ROWS:

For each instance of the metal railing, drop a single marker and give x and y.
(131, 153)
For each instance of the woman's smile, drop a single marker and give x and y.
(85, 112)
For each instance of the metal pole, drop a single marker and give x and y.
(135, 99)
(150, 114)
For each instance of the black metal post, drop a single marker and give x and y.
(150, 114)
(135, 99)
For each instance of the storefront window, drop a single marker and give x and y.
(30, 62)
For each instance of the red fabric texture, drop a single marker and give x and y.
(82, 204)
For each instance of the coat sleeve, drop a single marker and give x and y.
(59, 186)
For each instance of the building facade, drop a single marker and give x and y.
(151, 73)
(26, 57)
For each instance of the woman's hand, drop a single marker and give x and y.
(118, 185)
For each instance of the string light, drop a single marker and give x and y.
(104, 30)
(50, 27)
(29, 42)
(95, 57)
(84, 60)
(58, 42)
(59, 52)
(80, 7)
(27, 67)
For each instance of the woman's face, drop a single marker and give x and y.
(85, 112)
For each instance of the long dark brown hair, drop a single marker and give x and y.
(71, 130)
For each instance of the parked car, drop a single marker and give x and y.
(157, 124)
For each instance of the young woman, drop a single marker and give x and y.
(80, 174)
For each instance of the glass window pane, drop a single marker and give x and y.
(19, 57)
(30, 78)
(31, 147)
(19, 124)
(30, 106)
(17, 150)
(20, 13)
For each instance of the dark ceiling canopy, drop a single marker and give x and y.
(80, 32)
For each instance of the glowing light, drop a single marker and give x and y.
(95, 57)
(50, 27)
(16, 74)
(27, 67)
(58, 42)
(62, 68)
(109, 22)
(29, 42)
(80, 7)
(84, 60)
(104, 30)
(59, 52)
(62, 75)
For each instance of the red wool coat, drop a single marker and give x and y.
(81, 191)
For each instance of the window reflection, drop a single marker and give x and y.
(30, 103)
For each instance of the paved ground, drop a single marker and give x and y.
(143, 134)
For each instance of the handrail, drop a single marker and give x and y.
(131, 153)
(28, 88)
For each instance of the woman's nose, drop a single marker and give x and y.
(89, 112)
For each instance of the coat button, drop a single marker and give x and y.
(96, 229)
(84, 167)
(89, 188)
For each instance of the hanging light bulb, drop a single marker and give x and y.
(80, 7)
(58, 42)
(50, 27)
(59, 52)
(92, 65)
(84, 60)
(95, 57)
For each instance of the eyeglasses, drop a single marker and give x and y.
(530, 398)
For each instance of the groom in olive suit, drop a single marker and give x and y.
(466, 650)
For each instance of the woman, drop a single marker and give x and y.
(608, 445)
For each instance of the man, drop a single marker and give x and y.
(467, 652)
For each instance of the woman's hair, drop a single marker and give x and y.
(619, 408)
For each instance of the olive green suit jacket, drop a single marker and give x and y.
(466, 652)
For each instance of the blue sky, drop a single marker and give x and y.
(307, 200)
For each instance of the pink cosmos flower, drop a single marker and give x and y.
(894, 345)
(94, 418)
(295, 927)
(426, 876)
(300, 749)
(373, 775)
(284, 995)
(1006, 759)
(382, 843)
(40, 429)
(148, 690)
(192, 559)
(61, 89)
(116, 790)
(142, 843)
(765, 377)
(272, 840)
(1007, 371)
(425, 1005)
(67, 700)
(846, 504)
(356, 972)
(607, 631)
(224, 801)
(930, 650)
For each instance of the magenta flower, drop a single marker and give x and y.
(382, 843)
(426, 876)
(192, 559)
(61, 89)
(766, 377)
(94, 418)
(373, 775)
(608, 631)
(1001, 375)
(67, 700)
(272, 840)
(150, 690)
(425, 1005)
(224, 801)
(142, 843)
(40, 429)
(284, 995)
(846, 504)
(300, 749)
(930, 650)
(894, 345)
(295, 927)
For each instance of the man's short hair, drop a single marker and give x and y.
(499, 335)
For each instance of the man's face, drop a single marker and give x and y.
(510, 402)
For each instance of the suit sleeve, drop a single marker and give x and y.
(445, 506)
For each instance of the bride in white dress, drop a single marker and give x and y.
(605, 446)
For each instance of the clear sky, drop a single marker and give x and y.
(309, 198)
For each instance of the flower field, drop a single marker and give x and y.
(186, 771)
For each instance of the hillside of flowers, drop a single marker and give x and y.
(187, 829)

EXERCISE TASK: Copy the data above in full, character for character.

SOLUTION:
For each instance of the metal railing, drop a single marker and give x and y.
(131, 153)
For each instance of the woman's smile, drop a single marker and give x and y.
(85, 112)
For each instance of the metal pole, drop a single marker and give x and y.
(135, 99)
(150, 114)
For each instance of the black metal post, drop a single marker and give x and y.
(150, 114)
(135, 99)
For each instance of the storefront window, drop a single marker and give x and y.
(30, 62)
For each instance of the red fabric texture, drop a single marker and give x and y.
(82, 204)
For each instance of the coat sleeve, drop a single marker and give x and y.
(59, 186)
For each instance of the building facade, drop a single marker and give x and y.
(151, 73)
(26, 57)
For each instance of the woman's hand, drop a single marker and give x and y.
(118, 185)
For each instance of the string light, drop a single marker and give x and y.
(104, 30)
(50, 27)
(29, 42)
(95, 57)
(84, 60)
(58, 42)
(59, 52)
(80, 7)
(27, 67)
For each instance of the woman's face, drop a single marker and give x and y.
(85, 112)
For each instance of the long dark brown hair, drop a single marker and give x and y.
(71, 130)
For each instance of the parked car, drop a single marker and give x and y.
(157, 124)
For each instance of the young woman, drop a single marker and give x and y.
(80, 174)
For each instance of the glass window pane, drop a single marker and give x and y.
(19, 57)
(30, 78)
(31, 147)
(19, 124)
(30, 106)
(17, 150)
(20, 13)
For each instance of the dark ceiling canopy, drop a single marker and give x and y.
(80, 32)
For each instance of the glowing light, drop a single marker and give x and y.
(95, 57)
(50, 27)
(16, 74)
(27, 67)
(58, 42)
(62, 68)
(109, 22)
(29, 42)
(80, 7)
(84, 60)
(104, 30)
(59, 52)
(62, 75)
For each instance of the red wool coat, drop a single marker and give x and y.
(81, 191)
For each instance of the window reflection, drop a single marker and give x and y.
(30, 103)
For each instance of the paved ground, drop a single marker and give x and y.
(143, 134)
For each instance of the handrail, drop a single marker and give x and y.
(131, 153)
(28, 88)
For each instance of the woman's nose, drop a single marker and give x and y.
(89, 112)
For each instance of the coat button, drop a single marker and give x and y.
(96, 229)
(84, 167)
(89, 188)
For each instance of the hanging light bulb, drop a single marker and give x and y.
(80, 7)
(58, 42)
(50, 27)
(59, 52)
(92, 65)
(84, 60)
(95, 57)
For each instance of the eyeglasses, drop a single marker and give x and y.
(530, 398)
For each instance of the groom in olive suit, drop a single marker and give x and y.
(466, 650)
For each instance of the woman, drop a single marker and give x and y.
(608, 445)
For each instance of the man, drop a single marker and give x and y.
(467, 652)
For each instance of the woman's hair, drop a single marker and give x and y.
(619, 408)
For each instance of the olive green suit jacket, drop a single marker and give x and y.
(466, 652)
For each instance of the blue sky, drop a single marker and give x and y.
(307, 200)
For each instance of the pink cosmos flower, drop a single marker and give x and y.
(894, 345)
(94, 418)
(295, 927)
(426, 876)
(300, 749)
(373, 775)
(284, 995)
(1006, 759)
(382, 843)
(40, 429)
(148, 690)
(192, 559)
(61, 89)
(116, 790)
(142, 843)
(765, 377)
(272, 840)
(1007, 371)
(425, 1005)
(67, 700)
(846, 504)
(356, 972)
(607, 631)
(224, 801)
(930, 650)
For each instance of the magenta flower, drop a single marker and give x and y.
(382, 843)
(426, 876)
(192, 559)
(61, 89)
(766, 377)
(94, 418)
(373, 775)
(608, 631)
(1001, 375)
(67, 700)
(272, 840)
(150, 690)
(425, 1005)
(224, 801)
(142, 843)
(40, 429)
(284, 995)
(846, 504)
(300, 749)
(930, 650)
(894, 345)
(295, 927)
For each instance of the man's short hair, drop a single marker and give x and y.
(499, 335)
For each instance of the man's face, drop a single marker and give x and y.
(510, 402)
For each instance of the suit sleeve, drop a single marker and give x and y.
(445, 506)
For each instance of the bride in white dress, drop a single marker and give x and y.
(605, 446)
For each instance of the clear sky, drop a single marker and give x and y.
(309, 198)
For each instance of the flower field, drop a single marker and give x and y.
(186, 771)
For each instance of the hillside of flowers, drop a single marker and give x and y.
(187, 829)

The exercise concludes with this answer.